Prompt. Transcribe word for word the lines spanning the line with "the white and" through the end of the records.

Excerpt from a dataset
━━━━━━━━━━

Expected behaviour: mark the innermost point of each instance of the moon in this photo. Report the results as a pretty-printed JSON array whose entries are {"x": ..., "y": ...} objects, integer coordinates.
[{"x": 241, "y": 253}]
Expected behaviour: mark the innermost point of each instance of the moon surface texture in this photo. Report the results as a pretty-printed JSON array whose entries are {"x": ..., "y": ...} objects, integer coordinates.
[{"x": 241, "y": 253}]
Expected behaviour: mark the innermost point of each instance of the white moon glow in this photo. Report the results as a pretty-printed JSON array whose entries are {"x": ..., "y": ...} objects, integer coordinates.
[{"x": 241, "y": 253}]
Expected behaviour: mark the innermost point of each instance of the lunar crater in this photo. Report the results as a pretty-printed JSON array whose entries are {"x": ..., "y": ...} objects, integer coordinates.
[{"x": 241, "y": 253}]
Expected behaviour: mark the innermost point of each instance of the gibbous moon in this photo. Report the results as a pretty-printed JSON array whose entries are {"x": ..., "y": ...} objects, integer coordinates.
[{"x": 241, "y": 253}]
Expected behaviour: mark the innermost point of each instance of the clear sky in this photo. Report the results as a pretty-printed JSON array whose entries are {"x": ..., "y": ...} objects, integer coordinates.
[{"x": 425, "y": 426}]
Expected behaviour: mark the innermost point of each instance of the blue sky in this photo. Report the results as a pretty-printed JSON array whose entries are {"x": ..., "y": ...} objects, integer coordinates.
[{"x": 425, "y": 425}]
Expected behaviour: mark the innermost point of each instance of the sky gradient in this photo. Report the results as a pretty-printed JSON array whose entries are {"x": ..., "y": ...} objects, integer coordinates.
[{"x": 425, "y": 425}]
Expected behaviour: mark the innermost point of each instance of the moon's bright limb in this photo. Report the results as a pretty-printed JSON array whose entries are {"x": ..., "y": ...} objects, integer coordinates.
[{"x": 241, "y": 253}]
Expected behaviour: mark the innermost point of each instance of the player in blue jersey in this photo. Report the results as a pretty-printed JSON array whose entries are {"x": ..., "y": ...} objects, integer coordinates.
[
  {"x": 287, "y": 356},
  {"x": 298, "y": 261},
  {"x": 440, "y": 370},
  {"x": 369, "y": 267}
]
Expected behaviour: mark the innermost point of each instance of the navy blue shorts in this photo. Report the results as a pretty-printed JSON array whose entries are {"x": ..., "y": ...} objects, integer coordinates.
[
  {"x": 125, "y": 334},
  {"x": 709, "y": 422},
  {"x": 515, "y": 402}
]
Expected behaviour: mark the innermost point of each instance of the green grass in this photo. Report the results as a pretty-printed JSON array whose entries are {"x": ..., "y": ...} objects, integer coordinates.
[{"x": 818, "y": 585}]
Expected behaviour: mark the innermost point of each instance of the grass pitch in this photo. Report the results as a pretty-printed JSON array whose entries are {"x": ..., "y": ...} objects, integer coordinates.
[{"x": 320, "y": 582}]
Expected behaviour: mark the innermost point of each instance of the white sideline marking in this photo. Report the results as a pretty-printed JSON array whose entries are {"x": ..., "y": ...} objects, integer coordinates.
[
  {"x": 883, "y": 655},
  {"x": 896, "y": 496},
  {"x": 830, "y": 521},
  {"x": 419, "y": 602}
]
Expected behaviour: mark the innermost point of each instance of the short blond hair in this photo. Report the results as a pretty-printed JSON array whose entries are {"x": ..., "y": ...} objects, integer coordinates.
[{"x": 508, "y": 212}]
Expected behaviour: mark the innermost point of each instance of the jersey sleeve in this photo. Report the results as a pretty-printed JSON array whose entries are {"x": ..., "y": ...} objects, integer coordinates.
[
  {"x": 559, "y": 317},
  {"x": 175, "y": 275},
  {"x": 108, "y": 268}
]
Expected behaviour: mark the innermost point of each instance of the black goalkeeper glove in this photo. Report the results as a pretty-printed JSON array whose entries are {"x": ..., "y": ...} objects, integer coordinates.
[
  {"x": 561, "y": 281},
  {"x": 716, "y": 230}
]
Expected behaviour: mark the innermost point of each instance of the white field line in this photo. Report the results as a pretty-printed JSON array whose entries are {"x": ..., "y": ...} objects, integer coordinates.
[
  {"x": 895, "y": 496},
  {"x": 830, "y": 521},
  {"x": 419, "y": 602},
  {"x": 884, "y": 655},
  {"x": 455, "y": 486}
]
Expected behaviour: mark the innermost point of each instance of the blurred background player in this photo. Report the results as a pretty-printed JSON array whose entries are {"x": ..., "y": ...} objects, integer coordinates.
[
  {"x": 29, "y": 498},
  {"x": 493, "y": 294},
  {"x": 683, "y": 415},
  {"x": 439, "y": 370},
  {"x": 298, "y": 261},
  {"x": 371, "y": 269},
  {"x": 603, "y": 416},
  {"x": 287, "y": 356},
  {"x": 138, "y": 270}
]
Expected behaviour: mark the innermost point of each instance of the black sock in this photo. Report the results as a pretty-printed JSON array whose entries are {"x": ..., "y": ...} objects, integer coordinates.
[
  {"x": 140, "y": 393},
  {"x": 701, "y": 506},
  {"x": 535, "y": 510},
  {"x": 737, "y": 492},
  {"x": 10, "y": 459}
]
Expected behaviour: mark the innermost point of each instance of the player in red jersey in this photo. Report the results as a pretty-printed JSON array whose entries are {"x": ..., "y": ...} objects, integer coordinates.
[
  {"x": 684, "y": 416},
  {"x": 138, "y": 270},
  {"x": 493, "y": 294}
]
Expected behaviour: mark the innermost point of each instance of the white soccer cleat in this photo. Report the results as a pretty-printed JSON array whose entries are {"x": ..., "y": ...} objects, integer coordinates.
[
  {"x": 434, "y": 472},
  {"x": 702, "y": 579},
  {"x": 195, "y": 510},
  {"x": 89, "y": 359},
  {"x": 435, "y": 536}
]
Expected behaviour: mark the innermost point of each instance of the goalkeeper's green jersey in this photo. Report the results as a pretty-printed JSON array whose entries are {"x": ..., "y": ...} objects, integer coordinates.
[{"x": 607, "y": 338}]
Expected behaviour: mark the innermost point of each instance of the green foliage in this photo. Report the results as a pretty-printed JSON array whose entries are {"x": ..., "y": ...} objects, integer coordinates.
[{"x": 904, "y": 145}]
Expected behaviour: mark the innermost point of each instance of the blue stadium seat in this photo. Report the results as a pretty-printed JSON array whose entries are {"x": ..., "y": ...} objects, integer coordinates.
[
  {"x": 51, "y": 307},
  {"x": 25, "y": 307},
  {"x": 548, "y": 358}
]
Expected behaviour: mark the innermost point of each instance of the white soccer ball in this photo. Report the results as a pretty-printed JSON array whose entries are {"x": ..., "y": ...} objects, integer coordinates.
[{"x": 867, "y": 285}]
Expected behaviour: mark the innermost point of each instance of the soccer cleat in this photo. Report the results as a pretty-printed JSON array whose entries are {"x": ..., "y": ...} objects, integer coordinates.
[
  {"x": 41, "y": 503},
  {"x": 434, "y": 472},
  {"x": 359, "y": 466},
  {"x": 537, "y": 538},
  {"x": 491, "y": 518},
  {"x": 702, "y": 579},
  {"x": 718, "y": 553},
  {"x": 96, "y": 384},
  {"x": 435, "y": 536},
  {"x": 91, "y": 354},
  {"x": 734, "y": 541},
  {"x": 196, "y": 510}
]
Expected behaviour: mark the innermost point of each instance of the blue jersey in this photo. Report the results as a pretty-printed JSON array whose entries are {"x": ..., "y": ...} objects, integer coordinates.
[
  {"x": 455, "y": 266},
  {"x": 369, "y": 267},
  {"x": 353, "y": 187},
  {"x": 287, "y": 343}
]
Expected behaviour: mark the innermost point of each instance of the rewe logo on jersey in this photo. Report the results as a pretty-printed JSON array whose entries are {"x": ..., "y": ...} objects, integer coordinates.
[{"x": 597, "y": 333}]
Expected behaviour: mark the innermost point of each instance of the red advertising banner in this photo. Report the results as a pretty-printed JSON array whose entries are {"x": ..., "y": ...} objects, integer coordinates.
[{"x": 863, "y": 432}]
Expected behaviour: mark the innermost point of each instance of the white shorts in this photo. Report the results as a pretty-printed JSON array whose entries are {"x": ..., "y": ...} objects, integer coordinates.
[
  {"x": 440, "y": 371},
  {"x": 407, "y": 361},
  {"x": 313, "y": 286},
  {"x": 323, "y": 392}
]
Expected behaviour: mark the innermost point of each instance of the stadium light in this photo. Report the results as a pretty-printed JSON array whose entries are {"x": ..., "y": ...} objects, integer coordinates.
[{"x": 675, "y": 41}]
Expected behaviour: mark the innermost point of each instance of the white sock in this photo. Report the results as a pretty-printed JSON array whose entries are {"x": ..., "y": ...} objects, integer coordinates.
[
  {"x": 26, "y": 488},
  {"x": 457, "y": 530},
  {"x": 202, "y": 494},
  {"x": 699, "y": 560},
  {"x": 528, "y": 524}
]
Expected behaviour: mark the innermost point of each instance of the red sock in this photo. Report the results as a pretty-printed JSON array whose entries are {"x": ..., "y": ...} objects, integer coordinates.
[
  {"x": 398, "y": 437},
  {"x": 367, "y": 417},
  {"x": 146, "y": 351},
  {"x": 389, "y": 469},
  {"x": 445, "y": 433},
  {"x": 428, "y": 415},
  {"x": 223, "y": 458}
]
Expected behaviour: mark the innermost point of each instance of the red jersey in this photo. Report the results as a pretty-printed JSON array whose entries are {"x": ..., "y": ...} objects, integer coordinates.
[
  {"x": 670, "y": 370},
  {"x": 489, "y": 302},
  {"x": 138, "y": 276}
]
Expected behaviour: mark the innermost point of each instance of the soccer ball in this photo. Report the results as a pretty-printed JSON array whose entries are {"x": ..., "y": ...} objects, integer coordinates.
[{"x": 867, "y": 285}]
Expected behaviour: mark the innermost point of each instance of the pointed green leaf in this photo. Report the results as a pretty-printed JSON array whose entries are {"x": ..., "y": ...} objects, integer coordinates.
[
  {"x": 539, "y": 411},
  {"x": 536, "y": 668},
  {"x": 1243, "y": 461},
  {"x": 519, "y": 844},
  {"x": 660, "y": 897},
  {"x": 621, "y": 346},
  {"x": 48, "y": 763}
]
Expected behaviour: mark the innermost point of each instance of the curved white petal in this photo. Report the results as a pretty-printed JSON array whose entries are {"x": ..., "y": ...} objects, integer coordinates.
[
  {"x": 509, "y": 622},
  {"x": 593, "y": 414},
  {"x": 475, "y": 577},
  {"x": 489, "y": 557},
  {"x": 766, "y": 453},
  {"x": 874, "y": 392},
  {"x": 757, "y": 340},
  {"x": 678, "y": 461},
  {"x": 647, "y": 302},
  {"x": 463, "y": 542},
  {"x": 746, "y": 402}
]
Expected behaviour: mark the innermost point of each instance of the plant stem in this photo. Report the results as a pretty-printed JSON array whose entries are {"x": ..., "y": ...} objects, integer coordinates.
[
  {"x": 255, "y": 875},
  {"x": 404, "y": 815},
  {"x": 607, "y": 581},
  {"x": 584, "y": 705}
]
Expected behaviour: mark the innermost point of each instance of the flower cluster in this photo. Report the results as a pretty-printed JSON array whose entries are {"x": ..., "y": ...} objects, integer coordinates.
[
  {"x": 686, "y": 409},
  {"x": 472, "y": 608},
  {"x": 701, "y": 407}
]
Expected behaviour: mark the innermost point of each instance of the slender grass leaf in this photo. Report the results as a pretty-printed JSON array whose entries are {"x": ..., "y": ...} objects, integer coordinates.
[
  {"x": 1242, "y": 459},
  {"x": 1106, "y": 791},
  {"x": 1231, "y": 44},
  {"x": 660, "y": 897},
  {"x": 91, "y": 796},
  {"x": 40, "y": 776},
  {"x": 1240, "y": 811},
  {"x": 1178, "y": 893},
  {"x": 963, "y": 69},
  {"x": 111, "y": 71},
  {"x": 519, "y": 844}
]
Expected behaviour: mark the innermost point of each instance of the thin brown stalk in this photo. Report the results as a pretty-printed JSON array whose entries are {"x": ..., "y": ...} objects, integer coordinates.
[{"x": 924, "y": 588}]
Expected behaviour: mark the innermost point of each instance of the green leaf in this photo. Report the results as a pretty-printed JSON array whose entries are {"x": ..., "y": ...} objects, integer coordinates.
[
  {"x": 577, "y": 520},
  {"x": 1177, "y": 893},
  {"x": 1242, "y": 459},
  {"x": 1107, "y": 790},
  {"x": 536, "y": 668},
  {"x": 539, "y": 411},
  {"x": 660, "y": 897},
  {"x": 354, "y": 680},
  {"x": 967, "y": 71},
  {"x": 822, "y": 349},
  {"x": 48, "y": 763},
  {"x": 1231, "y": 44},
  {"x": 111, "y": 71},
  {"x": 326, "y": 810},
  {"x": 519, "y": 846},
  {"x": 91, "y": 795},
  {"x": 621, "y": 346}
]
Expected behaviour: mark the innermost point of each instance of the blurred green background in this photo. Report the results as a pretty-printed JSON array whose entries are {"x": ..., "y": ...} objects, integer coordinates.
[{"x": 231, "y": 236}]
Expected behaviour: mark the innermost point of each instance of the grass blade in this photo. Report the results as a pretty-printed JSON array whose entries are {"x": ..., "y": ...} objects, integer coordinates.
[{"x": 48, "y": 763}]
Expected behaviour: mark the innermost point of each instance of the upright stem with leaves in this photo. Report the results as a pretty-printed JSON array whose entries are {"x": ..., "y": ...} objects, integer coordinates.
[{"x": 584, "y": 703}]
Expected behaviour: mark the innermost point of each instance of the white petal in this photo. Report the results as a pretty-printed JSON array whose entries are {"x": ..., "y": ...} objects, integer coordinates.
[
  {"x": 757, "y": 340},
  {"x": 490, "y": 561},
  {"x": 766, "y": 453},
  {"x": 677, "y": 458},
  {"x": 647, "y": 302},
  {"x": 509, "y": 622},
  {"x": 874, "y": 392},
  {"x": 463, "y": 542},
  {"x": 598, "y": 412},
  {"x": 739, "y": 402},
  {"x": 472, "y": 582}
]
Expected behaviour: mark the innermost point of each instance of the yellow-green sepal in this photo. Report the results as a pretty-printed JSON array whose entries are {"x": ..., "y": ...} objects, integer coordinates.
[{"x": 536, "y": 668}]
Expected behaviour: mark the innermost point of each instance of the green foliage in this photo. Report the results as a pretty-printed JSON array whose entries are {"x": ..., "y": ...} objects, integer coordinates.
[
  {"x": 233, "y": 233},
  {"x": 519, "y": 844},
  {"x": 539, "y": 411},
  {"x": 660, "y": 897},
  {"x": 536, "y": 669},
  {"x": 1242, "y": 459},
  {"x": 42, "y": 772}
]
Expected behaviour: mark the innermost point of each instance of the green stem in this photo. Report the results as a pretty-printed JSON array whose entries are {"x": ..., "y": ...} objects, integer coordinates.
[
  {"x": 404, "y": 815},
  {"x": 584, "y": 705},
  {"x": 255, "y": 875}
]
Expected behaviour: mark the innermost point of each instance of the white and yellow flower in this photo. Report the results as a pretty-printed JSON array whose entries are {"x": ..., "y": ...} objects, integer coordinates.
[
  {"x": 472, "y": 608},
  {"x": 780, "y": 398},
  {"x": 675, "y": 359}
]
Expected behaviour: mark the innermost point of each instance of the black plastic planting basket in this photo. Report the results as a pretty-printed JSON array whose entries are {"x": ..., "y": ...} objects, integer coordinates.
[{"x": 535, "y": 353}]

━━━━━━━━━━

Finished exercise.
Expected behaviour: mark the innermost point of each instance of the white and yellow flower in this photo. Report the results as a pretty-printed JSON array whose entries are {"x": ..., "y": ...} objects, integer coordinates.
[
  {"x": 472, "y": 608},
  {"x": 780, "y": 398},
  {"x": 675, "y": 359}
]
Expected behaviour: mark the innermost point of each instance of the black plastic planting basket in this photo. Report the results as a pretty-printed JSON array whose entries are {"x": ..., "y": ...} objects, integer coordinates.
[{"x": 535, "y": 353}]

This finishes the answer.